• [EXERCISE PASSAGE]:
::::::::::
Call out and “cancelledt” culture is a double-edged sword. It can get toxic real fast by making the act of calling out less about education and more about asserting self-righteousness. But it also pushes us to ask: should the public separate public figures from their political beliefs? Moira Dela Torre agreeing to do the celebration for Ferdinand Marcos’ 101 birth anniversary celebration last weekend answers this.

Normally, no one outside the “Solid North” would give a shit about the late dictator Ferdinand Marcos’ 101 birth anniversary. But this changed after people caught wind that Moira Dela Torre headlined an event for Marcos.

Read more: Here’s a case of problematic people calling out problematic people

Appropriately called “Marcos Fest,” the three-day birthday celebration was disturbing and a desperate attempt at making Marcos accessible to Millenials. Some of the activities included a “vlogmaking” contest, a “contemporary quartet dance competition,” and a free Marcos-themed concert featuring popular singer-songwriter Moira Dela Torre.

So when the Internet caught a wind of this, Twitter users were quick to call her out for agreeing to perform.

Twitter users questioned Moira’s political standpoint. Before the weekend, there was Moira’s two-year-old tweet about Duterte’s presidency as “God’s plan,” followed by another about performing in “Marcos Fest.”
::::::::::
• [SUPPLIED RECORDS]:
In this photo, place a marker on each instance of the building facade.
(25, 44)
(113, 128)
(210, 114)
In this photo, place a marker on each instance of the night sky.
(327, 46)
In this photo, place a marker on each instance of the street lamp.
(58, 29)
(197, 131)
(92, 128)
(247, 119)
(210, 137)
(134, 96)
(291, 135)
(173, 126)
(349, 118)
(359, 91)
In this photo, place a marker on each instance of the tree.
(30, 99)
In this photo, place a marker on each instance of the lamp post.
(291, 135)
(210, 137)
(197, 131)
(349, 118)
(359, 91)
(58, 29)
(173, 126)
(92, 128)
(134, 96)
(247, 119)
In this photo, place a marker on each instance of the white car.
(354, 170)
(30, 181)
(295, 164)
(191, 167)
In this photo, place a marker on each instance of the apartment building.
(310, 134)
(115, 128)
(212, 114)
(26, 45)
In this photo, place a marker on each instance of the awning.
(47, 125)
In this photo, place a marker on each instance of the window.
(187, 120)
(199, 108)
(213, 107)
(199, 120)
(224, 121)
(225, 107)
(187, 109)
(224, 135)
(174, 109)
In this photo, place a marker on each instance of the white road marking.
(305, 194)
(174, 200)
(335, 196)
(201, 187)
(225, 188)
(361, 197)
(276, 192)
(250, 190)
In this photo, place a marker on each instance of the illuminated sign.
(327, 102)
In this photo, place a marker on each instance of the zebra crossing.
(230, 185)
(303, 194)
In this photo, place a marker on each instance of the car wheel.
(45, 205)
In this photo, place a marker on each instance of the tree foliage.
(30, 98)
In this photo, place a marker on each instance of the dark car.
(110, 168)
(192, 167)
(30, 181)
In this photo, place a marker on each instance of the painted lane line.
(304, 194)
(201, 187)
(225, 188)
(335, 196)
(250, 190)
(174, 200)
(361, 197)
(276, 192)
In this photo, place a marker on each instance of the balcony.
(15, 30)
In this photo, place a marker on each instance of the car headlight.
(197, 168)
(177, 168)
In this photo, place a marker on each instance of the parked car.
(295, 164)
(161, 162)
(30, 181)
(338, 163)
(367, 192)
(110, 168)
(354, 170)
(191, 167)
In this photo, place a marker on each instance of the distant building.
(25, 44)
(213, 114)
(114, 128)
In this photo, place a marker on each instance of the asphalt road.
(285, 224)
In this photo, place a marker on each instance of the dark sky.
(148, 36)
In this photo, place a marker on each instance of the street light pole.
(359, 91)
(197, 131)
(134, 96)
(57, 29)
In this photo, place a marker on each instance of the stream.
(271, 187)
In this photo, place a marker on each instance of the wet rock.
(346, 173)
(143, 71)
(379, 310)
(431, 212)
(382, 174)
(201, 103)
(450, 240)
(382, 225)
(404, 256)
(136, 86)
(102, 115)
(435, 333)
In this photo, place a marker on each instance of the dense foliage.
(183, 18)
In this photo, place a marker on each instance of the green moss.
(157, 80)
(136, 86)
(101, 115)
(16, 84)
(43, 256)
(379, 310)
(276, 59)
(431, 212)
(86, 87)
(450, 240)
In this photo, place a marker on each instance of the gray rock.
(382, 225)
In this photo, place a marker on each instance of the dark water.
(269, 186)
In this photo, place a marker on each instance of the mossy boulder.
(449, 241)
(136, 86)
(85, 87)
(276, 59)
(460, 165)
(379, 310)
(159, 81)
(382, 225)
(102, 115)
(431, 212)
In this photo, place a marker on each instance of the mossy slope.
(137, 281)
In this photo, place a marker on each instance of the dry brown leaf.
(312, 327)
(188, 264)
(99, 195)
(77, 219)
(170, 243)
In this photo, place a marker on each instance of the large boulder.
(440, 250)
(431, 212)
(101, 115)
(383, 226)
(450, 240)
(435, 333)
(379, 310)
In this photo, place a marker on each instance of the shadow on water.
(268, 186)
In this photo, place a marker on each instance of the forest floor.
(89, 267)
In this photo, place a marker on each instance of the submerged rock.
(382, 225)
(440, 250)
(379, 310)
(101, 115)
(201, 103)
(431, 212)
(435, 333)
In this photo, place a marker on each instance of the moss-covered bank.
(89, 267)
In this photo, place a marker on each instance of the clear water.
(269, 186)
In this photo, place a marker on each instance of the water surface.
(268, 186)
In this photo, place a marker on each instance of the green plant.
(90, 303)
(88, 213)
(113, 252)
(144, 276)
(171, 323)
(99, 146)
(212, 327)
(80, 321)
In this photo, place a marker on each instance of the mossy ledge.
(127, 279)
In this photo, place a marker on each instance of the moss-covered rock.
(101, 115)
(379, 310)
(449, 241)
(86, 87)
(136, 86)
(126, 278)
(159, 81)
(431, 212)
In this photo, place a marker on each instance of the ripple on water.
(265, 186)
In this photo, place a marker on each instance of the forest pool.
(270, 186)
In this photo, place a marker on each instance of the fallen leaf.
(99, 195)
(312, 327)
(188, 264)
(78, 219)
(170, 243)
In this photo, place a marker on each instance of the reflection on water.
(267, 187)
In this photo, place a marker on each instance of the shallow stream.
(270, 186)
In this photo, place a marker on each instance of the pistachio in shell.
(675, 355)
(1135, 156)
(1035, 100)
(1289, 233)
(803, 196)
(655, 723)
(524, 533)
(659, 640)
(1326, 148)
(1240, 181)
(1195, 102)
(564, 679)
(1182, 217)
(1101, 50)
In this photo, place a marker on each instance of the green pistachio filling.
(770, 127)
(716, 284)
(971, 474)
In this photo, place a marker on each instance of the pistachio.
::::::::::
• [TASKS]:
a: List the Marcos Fest activities that the article on Moira Dela Torre names.
b: Extend the article on Moira Dela Torre and Marcos Fest, picking up after its final sentence.
The data is not needed here.

• [LIST OF ANSWERS]:
a:
- A "vlogmaking" contest
- A "contemporary quartet dance competition"
- A free Marcos-themed concert featuring Moira Dela Torre

b:
Moira was quick to defend herself. She claimed that the organizers tricked her into believing it was an “I-Millennial Fest” instead but receipts and call outs about her possibly feigning ignorance started pouring in from both pro- and anti-Marcos camps.

We ask: is Moira a Marcos apologist?

We reached out to Moira for her thoughts about the matter. Moira and her management have yet to respond to our request for a statement as of press time. We reached out to Jericho Timbol to enlighten us. His sister and Moira are churchmates. He and Moira also linger in the same “churchy” social circle. But that didn’t stop him from calling her out on this incident.

“Many people tried calling her out, pero sa akin lang talaga siya nag-reply,” he explained to us. “I actually muted the tweet because I’m quite affected by it,” he confessed. “Someone even told me; ‘You ruined her career.’”

Read more: The toxicity and insensitivity of internet callout culture

What this incident teaches us is that one’s personal beliefs cannot be considered separate from the public figure. They’re just not mutually exclusive. And as it goes for public figures like her, her actions speak volumes about who she is as a musician and as a person.

“My sister told me that she is really a nice person, kaya nga I really felt bad about [calling her out.] I do not celebrate someone else’s misfortunes. However, she should face this and be better,” he said. “I can’t separate Manny the boxer from Manny the politician. Also, I cannot separate Lea as an artist from her as a Marcos apologist. I can’t stand watching Senator Sotto in Eat Bulaga knowing that he’s a plagiarist and a misogynist.”

“Woke Twitter is calling it ‘cancel culture.’ We cancel those who go against our morals, perhaps. We often correct our ways if we are being reprimanded. So if no one called her out, she probably wouldn’t address the ‘Marcos Fest’ incident,” he finished his statement.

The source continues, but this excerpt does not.